--- Begin Document excerpt ---

What the death of the ‘Like’ tells us about ourselves
“It seems telling that we need ‘Likes’ taken away from us, even though we view caring about them as gauche and grotesque...”
Culture
Words: Tristan Cross
If you’re like me – and I reckon this is something of a consensus view, because I’ve heard it repeated enough across hackneyed comedies, thinkpieces, graduate art exhibitions, TED talks, pub chats, overheard in the street etc. etc. etc. – you’ll be aware that caring about social media ‘Likes’ is vapid, vacuous, craven and a handful of other resolutely negative adjectives.
And yet despite knowing all of this, you can’t help yourself. Getting that sweet, sweet push notification that someone has liked one of your posts feels good. Getting interaction on your posts releases dopamine, apparently, and this can produce all sorts of magnificently unhealthy behaviour-altering dependencies and addictions.
So much so that social media head honchos are penitent now. The former vice president of Facebook’s user growth admits “tremendous guilt” for making you want to use Facebook so damn much. Twitter founder Jack Dorsey is bolder still: if he could go back and invent Twitter all over again, he swears he wouldn’t even code a ‘Like’ function this time. Not to be outdone, Facebook-owned Instagram is trialling hiding likes and view counts on its platform. CEO Adam Mosseri goes on: “We want people to worry a little bit less about how many ‘Likes’ they’re getting on Instagram and spend a bit more time connecting with the people that they care about.”
It’s an announcement that warrants conflicting responses. There’s always a condescending (though possibly entirely fair!) implication in the perennial posturing around ‘Likes.’ We simpletons have bought into these meaningless ‘Likes’ way too hard, and their benevolent creators realise now that they must be done away with, for our own good.

--- End Document excerpt ---
--- Begin Stored records ---

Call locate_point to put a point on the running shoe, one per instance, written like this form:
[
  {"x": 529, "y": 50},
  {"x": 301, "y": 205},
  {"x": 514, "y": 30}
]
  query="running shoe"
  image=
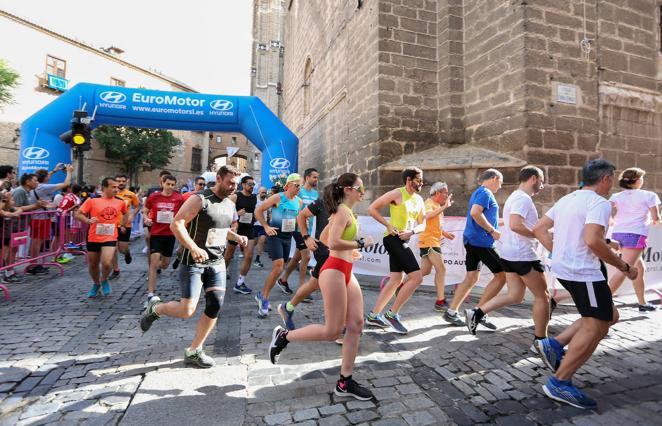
[
  {"x": 485, "y": 321},
  {"x": 198, "y": 359},
  {"x": 566, "y": 392},
  {"x": 286, "y": 316},
  {"x": 242, "y": 289},
  {"x": 106, "y": 289},
  {"x": 278, "y": 343},
  {"x": 94, "y": 290},
  {"x": 647, "y": 307},
  {"x": 150, "y": 315},
  {"x": 394, "y": 320},
  {"x": 550, "y": 351},
  {"x": 453, "y": 319},
  {"x": 284, "y": 286},
  {"x": 376, "y": 320},
  {"x": 470, "y": 320},
  {"x": 350, "y": 388}
]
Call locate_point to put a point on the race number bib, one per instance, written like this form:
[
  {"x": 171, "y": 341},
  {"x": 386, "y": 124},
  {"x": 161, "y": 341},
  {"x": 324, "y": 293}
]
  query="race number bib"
[
  {"x": 165, "y": 216},
  {"x": 289, "y": 225},
  {"x": 105, "y": 229},
  {"x": 216, "y": 237},
  {"x": 246, "y": 218}
]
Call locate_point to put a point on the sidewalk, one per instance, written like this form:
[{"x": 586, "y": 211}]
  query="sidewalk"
[{"x": 67, "y": 359}]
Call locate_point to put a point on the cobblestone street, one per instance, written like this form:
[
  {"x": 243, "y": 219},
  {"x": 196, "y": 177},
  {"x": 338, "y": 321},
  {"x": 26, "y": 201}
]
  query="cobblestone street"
[{"x": 67, "y": 359}]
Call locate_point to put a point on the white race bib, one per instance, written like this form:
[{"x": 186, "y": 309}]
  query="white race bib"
[
  {"x": 164, "y": 216},
  {"x": 288, "y": 225},
  {"x": 246, "y": 218},
  {"x": 105, "y": 229},
  {"x": 216, "y": 237}
]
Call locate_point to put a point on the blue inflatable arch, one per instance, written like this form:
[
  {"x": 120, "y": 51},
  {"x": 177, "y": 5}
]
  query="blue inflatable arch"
[{"x": 120, "y": 106}]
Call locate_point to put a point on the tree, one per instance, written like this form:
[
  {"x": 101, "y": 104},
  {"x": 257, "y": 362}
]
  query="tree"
[
  {"x": 137, "y": 149},
  {"x": 8, "y": 80}
]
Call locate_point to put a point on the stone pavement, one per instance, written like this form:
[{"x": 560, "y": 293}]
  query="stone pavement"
[{"x": 70, "y": 360}]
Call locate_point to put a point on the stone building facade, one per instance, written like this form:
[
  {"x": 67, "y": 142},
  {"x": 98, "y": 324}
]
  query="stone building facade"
[{"x": 455, "y": 86}]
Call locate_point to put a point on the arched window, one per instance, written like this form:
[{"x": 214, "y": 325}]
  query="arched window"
[{"x": 307, "y": 73}]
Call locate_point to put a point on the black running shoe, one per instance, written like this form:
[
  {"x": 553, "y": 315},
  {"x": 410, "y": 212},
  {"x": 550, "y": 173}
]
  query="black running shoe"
[
  {"x": 278, "y": 343},
  {"x": 284, "y": 286},
  {"x": 350, "y": 388}
]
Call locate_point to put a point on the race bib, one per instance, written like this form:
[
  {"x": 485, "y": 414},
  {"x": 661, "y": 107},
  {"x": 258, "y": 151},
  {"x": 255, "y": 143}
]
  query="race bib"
[
  {"x": 288, "y": 225},
  {"x": 105, "y": 229},
  {"x": 165, "y": 216},
  {"x": 216, "y": 237},
  {"x": 246, "y": 218}
]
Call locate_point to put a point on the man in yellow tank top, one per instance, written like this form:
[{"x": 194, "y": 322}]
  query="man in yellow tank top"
[{"x": 407, "y": 213}]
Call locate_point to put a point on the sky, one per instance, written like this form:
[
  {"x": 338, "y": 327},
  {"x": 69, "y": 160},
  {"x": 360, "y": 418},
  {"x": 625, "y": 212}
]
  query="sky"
[{"x": 205, "y": 44}]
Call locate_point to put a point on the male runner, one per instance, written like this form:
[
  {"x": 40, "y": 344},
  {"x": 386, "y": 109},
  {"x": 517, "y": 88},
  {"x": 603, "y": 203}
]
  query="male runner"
[
  {"x": 158, "y": 213},
  {"x": 308, "y": 193},
  {"x": 580, "y": 221},
  {"x": 480, "y": 233},
  {"x": 103, "y": 215},
  {"x": 407, "y": 211},
  {"x": 202, "y": 227}
]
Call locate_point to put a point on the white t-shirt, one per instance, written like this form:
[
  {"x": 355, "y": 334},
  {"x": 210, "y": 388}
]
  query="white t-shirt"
[
  {"x": 572, "y": 259},
  {"x": 513, "y": 246},
  {"x": 632, "y": 210}
]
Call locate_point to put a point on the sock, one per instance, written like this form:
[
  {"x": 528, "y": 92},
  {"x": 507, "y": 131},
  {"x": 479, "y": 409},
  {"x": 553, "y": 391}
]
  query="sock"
[{"x": 479, "y": 314}]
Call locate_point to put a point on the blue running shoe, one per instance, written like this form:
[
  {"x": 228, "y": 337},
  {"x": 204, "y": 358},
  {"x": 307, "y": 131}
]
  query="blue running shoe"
[
  {"x": 564, "y": 391},
  {"x": 94, "y": 290},
  {"x": 105, "y": 288},
  {"x": 286, "y": 316},
  {"x": 550, "y": 351}
]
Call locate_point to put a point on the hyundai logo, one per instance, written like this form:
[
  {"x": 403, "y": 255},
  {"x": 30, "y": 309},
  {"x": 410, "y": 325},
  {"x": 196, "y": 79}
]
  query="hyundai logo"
[
  {"x": 280, "y": 163},
  {"x": 35, "y": 153},
  {"x": 221, "y": 105},
  {"x": 113, "y": 97}
]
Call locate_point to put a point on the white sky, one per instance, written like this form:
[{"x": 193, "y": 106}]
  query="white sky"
[{"x": 205, "y": 44}]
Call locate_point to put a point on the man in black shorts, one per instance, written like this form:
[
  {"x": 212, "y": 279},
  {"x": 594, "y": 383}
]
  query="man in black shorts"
[
  {"x": 245, "y": 202},
  {"x": 578, "y": 249}
]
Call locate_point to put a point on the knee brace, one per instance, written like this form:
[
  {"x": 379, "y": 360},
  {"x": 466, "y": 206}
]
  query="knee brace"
[{"x": 213, "y": 302}]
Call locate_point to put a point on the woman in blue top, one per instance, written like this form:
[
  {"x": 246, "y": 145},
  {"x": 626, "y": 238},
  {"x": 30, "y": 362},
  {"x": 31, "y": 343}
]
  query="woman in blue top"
[{"x": 285, "y": 207}]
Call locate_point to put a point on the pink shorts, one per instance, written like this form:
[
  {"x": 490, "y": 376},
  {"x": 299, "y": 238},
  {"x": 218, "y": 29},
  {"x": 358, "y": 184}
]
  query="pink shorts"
[{"x": 628, "y": 240}]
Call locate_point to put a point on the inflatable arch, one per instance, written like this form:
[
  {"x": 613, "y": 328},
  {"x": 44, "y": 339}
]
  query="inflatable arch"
[{"x": 120, "y": 106}]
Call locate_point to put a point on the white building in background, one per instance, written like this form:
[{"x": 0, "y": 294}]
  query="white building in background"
[{"x": 49, "y": 63}]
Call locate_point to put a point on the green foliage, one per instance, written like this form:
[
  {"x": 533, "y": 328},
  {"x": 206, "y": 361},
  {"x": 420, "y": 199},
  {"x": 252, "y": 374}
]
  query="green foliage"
[
  {"x": 137, "y": 149},
  {"x": 8, "y": 81}
]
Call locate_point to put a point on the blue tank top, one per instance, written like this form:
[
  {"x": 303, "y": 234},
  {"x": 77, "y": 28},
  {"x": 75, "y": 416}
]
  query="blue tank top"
[{"x": 284, "y": 216}]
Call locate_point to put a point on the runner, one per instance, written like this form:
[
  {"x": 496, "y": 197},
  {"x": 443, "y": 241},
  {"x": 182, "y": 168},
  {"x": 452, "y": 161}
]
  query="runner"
[
  {"x": 343, "y": 300},
  {"x": 407, "y": 211},
  {"x": 103, "y": 215},
  {"x": 285, "y": 207},
  {"x": 245, "y": 202},
  {"x": 158, "y": 213},
  {"x": 636, "y": 209},
  {"x": 308, "y": 193},
  {"x": 202, "y": 227},
  {"x": 429, "y": 243},
  {"x": 480, "y": 234},
  {"x": 259, "y": 229},
  {"x": 124, "y": 238},
  {"x": 318, "y": 210},
  {"x": 580, "y": 221},
  {"x": 518, "y": 256}
]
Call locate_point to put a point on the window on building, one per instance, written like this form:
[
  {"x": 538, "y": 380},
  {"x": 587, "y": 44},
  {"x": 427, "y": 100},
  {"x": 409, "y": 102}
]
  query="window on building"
[
  {"x": 196, "y": 159},
  {"x": 56, "y": 66},
  {"x": 307, "y": 73},
  {"x": 117, "y": 82}
]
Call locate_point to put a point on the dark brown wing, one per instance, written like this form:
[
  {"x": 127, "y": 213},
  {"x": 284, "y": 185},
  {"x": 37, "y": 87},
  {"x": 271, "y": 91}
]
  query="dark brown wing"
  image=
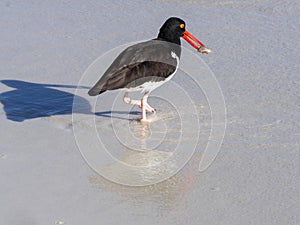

--- End Stored records ---

§ To be done
1. In the article about the death of the 'Like', why is Instagram trialling hiding likes and view counts? Explain in one to three sentences.
2. Reproduce the passage of the article about the death of the 'Like' between "And yet despite" and "dependencies and addictions.", inclusive.

§ Answer set
1. Instagram CEO Adam Mosseri says the company wants people to worry a little less about how many 'Likes' they get on Instagram. He wants them to spend more time connecting with the people they care about.

2.
And yet despite knowing all of this, you can’t help yourself. Getting that sweet, sweet push notification that someone has liked one of your posts feels good. Getting interaction on your posts releases dopamine, apparently, and this can produce all sorts of magnificently unhealthy behaviour-altering dependencies and addictions.